#### TEXT EXCERPT:
================

Peter Rose
Directing
Biography
Since 1968 Peter Rose has made over thirty films, tapes, performances and installations. Many of the early works raise intriguing questions about the nature of time, space, light, and perception and draw upon Rose’s background in mathematics and on the influence of structuralist filmmakers. He subsequently became interested in language as a subject and in video as a medium and generated a substantial body of work that played with the feel and form of sense, concrete texts, political satire, oddball performance, and a kind of intellectual comedy. Recent video installations have involved a return to an examination of landscape, time, and vision. Rose has been widely exhibited, both nationally and internationally, having been included in shows at the Museum of Modern Art, the Whitney Biennial, the Centre Pompidou, the Philadelphia Museum of Art, the Film Society at Lincoln Center, and the Rotterdam International Film Festival. He has been awarded fellowships by the National Endowment for the Arts, the Guggenheim Foundation, the Pew Foundation, the Independence Foundation, and the Pennsylvania Council on the Arts, and is fond of writing descriptions in the third person. As he has written: Some of us work in a proximate relation with our intended audiences, speaking familiar languages so that the archetypes of our culture may be recognized; and some work out a self-creating interiority from which, if we are lucky, we bring back the shape of a newly imagined alphabet of feeling. I find myself oscillating between these two agendas and find the dialectic a productive one, a reflection of the complex, contradictory nature of our times.

================

#### PROVIDED DATA:
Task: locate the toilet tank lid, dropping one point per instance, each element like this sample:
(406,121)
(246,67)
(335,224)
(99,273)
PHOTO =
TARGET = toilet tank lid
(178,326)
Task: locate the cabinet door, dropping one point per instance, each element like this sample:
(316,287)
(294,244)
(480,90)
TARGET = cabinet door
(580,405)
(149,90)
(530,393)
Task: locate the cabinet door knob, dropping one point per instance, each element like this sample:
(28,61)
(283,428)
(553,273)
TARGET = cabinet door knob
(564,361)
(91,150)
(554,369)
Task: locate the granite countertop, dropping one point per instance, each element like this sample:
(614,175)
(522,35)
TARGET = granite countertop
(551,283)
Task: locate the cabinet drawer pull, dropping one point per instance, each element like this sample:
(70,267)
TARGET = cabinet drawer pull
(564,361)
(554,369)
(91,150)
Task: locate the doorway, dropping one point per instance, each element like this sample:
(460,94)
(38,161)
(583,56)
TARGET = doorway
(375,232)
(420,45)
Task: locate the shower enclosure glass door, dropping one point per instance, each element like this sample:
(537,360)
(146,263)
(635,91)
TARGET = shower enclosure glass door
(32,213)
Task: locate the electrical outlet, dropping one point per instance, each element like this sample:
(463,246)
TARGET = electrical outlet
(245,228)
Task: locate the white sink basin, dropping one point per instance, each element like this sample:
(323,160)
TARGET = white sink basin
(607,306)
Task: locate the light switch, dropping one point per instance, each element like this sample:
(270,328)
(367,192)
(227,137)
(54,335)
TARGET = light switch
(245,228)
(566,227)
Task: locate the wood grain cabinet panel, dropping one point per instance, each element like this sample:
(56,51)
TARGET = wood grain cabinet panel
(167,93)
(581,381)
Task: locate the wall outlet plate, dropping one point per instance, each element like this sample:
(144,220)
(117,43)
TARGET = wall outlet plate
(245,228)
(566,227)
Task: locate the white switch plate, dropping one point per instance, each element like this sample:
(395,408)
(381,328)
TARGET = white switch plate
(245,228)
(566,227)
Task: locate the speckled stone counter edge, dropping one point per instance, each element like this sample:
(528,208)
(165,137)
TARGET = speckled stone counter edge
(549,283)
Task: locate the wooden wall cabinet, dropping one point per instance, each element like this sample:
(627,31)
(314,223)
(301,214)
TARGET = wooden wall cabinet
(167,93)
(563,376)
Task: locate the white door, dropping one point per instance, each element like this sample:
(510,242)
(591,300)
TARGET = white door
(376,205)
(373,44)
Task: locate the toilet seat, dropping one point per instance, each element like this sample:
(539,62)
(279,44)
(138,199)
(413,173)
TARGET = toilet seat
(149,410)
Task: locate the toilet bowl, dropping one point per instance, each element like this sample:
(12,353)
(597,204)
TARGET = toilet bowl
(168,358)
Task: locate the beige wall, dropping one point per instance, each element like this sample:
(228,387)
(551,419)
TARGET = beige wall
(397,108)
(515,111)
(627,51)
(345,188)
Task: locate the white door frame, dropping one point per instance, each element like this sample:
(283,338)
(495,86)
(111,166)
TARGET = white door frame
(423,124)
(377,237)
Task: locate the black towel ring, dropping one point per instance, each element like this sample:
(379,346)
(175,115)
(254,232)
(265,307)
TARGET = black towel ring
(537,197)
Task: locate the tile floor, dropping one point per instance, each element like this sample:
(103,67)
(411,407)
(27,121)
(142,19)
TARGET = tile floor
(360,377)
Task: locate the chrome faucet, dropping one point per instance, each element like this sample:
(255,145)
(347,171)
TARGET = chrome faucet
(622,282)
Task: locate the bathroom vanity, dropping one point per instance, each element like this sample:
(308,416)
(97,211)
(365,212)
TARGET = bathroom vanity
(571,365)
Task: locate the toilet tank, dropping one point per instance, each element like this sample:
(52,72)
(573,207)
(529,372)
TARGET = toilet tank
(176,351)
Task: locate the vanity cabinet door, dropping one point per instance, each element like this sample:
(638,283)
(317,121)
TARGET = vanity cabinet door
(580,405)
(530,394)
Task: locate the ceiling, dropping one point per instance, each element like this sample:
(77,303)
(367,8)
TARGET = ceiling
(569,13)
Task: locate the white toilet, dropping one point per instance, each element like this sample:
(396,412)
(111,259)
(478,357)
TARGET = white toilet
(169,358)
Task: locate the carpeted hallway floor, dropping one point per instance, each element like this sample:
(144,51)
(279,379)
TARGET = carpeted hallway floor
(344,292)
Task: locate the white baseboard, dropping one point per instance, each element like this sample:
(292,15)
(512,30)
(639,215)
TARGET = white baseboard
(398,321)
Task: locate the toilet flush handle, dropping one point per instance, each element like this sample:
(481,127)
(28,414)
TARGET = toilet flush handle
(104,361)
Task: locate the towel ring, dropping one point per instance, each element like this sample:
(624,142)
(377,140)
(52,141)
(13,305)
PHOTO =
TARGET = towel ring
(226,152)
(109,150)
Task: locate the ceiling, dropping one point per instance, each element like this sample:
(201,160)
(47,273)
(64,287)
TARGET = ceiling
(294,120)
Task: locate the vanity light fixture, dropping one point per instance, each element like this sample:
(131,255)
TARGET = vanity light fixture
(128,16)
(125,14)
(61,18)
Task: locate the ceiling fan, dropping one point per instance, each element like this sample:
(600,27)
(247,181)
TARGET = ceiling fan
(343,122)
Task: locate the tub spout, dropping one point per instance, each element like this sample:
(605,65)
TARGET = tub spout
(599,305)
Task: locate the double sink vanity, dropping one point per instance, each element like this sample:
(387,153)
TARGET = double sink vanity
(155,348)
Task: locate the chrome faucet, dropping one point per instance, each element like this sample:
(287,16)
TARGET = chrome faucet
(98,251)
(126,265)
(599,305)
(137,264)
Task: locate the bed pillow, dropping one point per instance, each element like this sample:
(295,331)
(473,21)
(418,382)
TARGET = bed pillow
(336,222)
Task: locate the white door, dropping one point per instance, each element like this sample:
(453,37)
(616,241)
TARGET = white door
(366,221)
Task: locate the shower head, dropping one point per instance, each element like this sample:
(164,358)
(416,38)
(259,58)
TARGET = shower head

================

#### EXERCISE AIM:
Write the next part of the Peter Rose biography, picking up right after its final sentence.

#### RESULT BELOW:
Known For

A film that uses literary, structural, autobiographical, and performance metaphors to construct a series of tableaux that evoke the act of vision, the limits of perception, and the rapture of space.
The Man Who Could Not See Far Enough

A silent monologue on the simultaneous perception of space and time. The film was constructed without a camera by writing directly on clear celluloid and then ‘translated’ by refilming the resulting strips on a light table so that they appear as ‘subtitles’ beneath the original inscription.
SpiritMatters

Analogies: Studies in the Movement of Time uses a variety of multiple screen formats to create an intriguing series of visual riddles. The film consists of a series of simple camera movements that are rendered "diachronically"- several different aspects of the action are presented on the screen at once. By playing with time delays between these images, new kinds of space, action, gesture, and temporality have been found. Generated from structural principles, the film is both lyrical and sensual and provokes a new understanding of time and cinema.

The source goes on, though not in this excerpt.